Exercise requirements: Please rewrite the material starting at the line containing "Mark a point on each instance of the hp" and ending at the line containing "x=301, y=110", renaming "player's ear" to "player's right ear" and leaving everything else unchanged. Return only those lines.

═════ Given records ═════

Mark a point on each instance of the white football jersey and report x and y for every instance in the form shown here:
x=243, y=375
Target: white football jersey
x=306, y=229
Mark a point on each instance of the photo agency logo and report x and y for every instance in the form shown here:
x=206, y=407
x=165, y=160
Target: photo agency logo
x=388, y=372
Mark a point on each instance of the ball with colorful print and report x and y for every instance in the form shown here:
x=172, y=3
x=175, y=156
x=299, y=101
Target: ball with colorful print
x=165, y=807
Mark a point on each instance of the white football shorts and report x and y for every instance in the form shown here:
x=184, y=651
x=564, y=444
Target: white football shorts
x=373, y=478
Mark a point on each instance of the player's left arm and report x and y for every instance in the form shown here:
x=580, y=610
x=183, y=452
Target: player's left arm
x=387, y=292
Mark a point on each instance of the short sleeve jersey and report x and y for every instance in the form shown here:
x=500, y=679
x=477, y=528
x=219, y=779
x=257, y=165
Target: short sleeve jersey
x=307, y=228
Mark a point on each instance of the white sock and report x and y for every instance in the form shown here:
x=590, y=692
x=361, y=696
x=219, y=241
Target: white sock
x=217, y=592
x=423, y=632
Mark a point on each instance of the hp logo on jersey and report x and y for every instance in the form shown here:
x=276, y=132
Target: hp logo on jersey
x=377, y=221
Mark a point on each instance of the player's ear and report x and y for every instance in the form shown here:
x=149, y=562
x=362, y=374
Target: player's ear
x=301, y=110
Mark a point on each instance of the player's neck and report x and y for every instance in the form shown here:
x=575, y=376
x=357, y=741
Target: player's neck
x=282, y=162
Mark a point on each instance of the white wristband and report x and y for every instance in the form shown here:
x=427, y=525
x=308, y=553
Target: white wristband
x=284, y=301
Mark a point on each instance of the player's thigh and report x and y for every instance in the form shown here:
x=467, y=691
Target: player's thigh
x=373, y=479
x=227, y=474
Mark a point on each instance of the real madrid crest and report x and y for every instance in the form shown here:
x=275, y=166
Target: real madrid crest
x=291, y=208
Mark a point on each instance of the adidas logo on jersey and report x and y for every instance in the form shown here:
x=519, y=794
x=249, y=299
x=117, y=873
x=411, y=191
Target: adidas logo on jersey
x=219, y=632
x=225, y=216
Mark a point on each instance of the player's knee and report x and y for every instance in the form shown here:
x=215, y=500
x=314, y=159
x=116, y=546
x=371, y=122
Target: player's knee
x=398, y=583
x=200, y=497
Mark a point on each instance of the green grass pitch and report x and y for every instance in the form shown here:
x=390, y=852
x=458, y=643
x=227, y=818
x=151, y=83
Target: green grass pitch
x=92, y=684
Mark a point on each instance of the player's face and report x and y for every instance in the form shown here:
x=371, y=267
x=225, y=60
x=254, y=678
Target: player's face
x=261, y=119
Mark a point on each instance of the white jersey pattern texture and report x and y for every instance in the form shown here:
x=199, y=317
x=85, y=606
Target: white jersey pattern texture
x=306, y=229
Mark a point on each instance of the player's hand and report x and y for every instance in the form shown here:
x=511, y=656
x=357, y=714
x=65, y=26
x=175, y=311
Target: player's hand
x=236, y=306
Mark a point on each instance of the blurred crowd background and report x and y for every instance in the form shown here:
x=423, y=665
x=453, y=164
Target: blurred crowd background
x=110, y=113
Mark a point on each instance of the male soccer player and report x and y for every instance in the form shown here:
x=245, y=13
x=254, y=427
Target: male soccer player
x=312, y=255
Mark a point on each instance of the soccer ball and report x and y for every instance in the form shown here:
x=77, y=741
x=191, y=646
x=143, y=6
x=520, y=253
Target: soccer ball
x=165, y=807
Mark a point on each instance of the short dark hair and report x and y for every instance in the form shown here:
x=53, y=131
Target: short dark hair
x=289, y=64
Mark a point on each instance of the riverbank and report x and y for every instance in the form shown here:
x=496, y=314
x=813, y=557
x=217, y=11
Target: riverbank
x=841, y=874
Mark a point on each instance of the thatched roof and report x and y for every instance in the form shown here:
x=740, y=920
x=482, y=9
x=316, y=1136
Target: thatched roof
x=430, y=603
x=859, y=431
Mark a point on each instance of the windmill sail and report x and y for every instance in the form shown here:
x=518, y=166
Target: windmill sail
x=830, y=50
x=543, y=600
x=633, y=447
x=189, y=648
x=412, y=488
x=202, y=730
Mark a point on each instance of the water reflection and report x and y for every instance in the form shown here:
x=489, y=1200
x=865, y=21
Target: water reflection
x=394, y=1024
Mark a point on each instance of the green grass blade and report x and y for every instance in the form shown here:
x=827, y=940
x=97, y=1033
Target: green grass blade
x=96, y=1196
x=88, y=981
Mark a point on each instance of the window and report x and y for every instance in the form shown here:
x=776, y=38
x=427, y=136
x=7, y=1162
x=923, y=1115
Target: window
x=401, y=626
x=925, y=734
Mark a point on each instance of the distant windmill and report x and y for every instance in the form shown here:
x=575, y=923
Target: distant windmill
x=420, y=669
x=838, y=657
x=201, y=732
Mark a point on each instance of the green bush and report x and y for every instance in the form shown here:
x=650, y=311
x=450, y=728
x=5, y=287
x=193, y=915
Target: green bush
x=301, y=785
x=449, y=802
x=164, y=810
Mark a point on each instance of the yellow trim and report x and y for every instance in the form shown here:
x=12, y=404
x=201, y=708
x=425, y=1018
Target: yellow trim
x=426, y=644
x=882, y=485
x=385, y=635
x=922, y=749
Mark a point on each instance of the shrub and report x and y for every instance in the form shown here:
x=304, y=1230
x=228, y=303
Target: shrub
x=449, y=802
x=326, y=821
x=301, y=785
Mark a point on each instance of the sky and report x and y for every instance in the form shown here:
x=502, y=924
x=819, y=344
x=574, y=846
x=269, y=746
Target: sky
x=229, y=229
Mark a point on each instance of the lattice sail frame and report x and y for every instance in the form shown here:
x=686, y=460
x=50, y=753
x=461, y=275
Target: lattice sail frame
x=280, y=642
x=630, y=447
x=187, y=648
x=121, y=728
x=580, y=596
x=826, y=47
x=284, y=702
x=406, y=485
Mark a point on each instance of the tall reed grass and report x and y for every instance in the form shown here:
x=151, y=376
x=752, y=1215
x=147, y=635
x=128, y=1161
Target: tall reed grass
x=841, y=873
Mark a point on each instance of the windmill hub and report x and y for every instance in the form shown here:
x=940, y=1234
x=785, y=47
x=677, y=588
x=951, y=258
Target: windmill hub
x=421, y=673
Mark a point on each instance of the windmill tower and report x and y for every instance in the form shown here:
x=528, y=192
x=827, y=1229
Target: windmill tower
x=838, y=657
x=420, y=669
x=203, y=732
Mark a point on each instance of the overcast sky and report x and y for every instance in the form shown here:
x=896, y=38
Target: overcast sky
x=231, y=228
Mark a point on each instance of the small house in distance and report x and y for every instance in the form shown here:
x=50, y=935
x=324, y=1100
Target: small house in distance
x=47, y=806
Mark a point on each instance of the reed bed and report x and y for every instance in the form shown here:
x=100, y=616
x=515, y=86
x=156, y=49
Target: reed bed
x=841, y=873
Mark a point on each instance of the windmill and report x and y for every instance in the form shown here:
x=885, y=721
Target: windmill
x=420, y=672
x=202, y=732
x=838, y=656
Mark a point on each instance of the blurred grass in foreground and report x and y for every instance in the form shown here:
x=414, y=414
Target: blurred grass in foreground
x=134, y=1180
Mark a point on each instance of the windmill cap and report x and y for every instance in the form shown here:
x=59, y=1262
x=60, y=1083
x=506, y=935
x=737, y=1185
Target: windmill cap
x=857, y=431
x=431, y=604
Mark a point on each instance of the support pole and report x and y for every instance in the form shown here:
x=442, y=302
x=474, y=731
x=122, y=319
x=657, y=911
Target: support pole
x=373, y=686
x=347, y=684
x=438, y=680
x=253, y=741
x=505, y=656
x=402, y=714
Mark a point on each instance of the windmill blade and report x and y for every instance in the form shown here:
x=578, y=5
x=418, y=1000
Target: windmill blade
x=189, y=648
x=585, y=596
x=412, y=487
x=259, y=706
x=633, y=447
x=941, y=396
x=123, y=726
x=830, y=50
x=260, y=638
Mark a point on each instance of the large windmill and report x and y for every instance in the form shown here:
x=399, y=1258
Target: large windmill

═════

Final answer:
Mark a point on each instance of the hp logo on jersey and report x and y for every instance in the form shown here:
x=276, y=132
Target: hp logo on jersey
x=377, y=221
Mark a point on each instance of the player's right ear and report x and y for every instance in the form shown here:
x=149, y=562
x=362, y=374
Target: player's right ear
x=301, y=110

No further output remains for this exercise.